Descrição da tarefa: Segundo a página abaixo, quantos títulos definitivos o Incra emitiu de janeiro a setembro?

Página:
────────────────
Outra possibilidade de reversão da decisão seria por meio de articulação política. O MST conseguiu o apoio do prefeito e dos vereadores de Eldorado dos Carajás, que temem o crescimento do desemprego na cidade caso as famílias sejam despejadas. Com o governo federal, contudo, não há diálogo, segundo o MST.
Três dias após a posse do presidente Jair Bolsonaro, o Instituto Nacional de Colonização e Reforma Agrária (Incra) determinou a suspensão de todos os processos para compra e desapropriação de terras. Após a Repórter Brasil revelar a decisão, o Incra recuou da medida. No final de março, porém, o órgão voltou a suspender a reforma agrária no país.
Desde que Bolsonaro tomou posse não houve nenhuma desapropriação de terra para o programa de reforma agrária. Também não foi criado nenhum projeto de assentamento. Os dados foram obtidos pela Repórter Brasil por meio da Lei de Acesso à Informação após apresentação de recurso, já que o Incra havia negado a informação.
O Incra tem atuado apenas na segunda etapa da reforma agrária, que é a legalização de terras já desapropriadas e emissão de títulos definitivos de posse da terra. Foram emitidos 852 títulos definitivos e 14.868 contratos de concessão de uso de janeiro a setembro. A estratégia, na prática, significa o fim da reforma agrária, pois prioriza títulos individuais em detrimento da criação da infra-estrutura necessária para um assentamento.
Foi com base no fim da reforma agrária que o juiz fundamentou sua decisão. Durante a audiência que decidiu o despejo, o juiz Amarildo Mazutti disse que é sensível às questões sociais, mas que não pode “realizar políticas públicas de responsabilidade do governo federal e do Incra”.
A decisão de Mazutti deixou de fora a área onde se concentram as casas. Com isso, cerca de metade das famílias, segundo o MST, não deve perder as moradias, mas ficará sem as áreas onde plantam. Procurado, o juiz não quis conceder entrevista.
Incra e AgroSB iniciaram uma negociação em 2011 para desapropriação da fazenda e sua destinação à reforma agrária. Porém, segundo a superintendência do Incra de Marabá, a empresa não conseguiu comprovar a área de reserva ambiental obrigatória da fazenda Maria Bonita, o que travou a negociação.
As negociações perderam efeito com a determinação do governo Bolsonaro de suspender a reforma agrária, segundo nota enviada pelo Incra à Repórter Brasil, em que o órgão diz querer evitar “a expectativa de compromissos que não poderão ser cumpridos”, informou. A AgroSB informou que, após sete anos de tratativas, as negociações foram encerradas e que a decisão do judiciário confirma “a legitimidade das propriedades dos imóveis” da empresa. “A tentativa de apresentar a AgroSB como ‘a destruidora dos sonhos dos trabalhadores rurais sem-terra’ não corresponde à verdade dos fatos”, diz ainda a nota que pode ser lida na íntegra aqui.
────────────────
Seção de dados:
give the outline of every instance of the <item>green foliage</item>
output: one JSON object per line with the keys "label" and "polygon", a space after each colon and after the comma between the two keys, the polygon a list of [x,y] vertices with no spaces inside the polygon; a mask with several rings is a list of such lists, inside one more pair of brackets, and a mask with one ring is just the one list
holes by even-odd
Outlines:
────────────────
Resposta escrita: 852 títulos definitivos.